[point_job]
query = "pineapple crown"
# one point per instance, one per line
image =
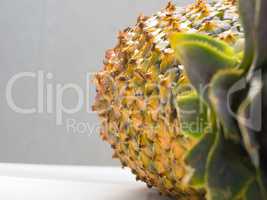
(232, 84)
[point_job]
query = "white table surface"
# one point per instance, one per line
(40, 182)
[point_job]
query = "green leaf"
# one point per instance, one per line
(247, 14)
(192, 114)
(202, 57)
(249, 120)
(253, 191)
(260, 34)
(227, 91)
(228, 170)
(197, 159)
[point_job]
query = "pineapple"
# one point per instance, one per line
(154, 116)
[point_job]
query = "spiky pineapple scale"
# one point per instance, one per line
(136, 93)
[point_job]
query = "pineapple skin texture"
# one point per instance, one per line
(136, 94)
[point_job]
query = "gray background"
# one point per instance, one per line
(68, 39)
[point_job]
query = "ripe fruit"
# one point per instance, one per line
(156, 118)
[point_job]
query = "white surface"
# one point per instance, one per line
(38, 182)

[GESTELLTE AUFGABE] Übertrage die gesamte Auflistung oben Zeile für Zeile ohne jede Änderung. Die Bilder gehören nicht in deine Abschrift.

[ERLEDIGTE AUFGABE]
[point_job]
query = "pineapple crown"
# one point per instance, one per line
image =
(232, 84)
[point_job]
query = "white table surface"
# one point per instance, one per line
(40, 182)
[point_job]
query = "green leaf"
# one point per instance, one per line
(247, 14)
(192, 114)
(202, 57)
(249, 120)
(253, 191)
(260, 34)
(227, 91)
(228, 170)
(197, 159)
[point_job]
query = "pineapple"
# one point per instance, one per line
(154, 116)
[point_job]
query = "spiky pineapple scale"
# one point per instance, one per line
(136, 93)
[point_job]
query = "pineapple skin texture"
# one point per instance, one per line
(136, 94)
[point_job]
query = "gray background"
# one point per instance, one per line
(68, 39)
[point_job]
query = "ripe fruit"
# one point per instance, one per line
(156, 118)
[point_job]
query = "white surface"
# one point per instance, one per line
(38, 182)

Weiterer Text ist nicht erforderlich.